**WHAT IS EXPECTED**
Make an exact transcription of the data below.

★ ★ ★

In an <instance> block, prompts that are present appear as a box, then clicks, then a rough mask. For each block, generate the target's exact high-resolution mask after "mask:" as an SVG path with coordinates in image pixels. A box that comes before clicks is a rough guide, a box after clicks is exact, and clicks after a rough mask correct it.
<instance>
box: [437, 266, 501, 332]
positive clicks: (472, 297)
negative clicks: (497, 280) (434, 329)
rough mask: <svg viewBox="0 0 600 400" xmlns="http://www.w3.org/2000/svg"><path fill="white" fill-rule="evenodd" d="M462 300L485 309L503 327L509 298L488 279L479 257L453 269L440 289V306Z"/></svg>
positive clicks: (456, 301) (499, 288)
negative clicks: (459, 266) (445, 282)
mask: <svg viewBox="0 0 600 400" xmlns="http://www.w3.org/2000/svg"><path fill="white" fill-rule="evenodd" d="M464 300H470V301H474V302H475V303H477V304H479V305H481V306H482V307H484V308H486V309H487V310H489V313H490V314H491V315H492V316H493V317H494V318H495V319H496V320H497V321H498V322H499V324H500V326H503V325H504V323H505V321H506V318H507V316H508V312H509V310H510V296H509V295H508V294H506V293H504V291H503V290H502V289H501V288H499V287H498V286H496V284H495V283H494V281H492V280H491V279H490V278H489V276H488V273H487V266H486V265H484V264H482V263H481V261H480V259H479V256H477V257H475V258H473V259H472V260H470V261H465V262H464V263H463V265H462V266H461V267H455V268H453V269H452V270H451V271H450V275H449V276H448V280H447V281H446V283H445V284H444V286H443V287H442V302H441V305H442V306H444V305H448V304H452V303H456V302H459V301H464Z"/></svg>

★ ★ ★

**EXERCISE SOLUTION**
In an <instance> block, prompts that are present appear as a box, then clicks, then a rough mask. For each block, generate the target's exact high-resolution mask after "mask:" as an SVG path with coordinates in image pixels. A box that comes before clicks is a rough guide, a box after clicks is exact, and clicks after a rough mask correct it.
<instance>
box: [437, 266, 501, 332]
positive clicks: (472, 297)
negative clicks: (497, 280) (434, 329)
rough mask: <svg viewBox="0 0 600 400" xmlns="http://www.w3.org/2000/svg"><path fill="white" fill-rule="evenodd" d="M462 300L485 309L503 327L509 298L488 279L479 257L453 269L440 289V306Z"/></svg>
positive clicks: (456, 301) (499, 288)
negative clicks: (459, 266) (445, 282)
mask: <svg viewBox="0 0 600 400" xmlns="http://www.w3.org/2000/svg"><path fill="white" fill-rule="evenodd" d="M464 300H470V301H474V302H475V303H477V304H479V305H481V306H482V307H484V308H486V309H487V310H489V313H490V314H491V315H492V316H493V317H494V318H495V319H496V320H497V321H498V322H499V324H500V326H503V325H504V323H505V321H506V318H507V316H508V312H509V310H510V296H509V295H508V294H506V293H504V291H503V290H502V289H501V288H499V287H498V286H496V284H495V283H494V281H492V280H491V279H490V278H489V276H488V273H487V266H486V265H484V264H482V263H481V261H480V259H479V256H477V257H475V258H473V259H472V260H470V261H465V262H464V263H463V265H462V266H461V267H455V268H453V269H452V270H451V271H450V275H449V276H448V280H447V281H446V283H445V284H444V286H443V287H442V302H441V305H442V306H444V305H448V304H452V303H456V302H459V301H464Z"/></svg>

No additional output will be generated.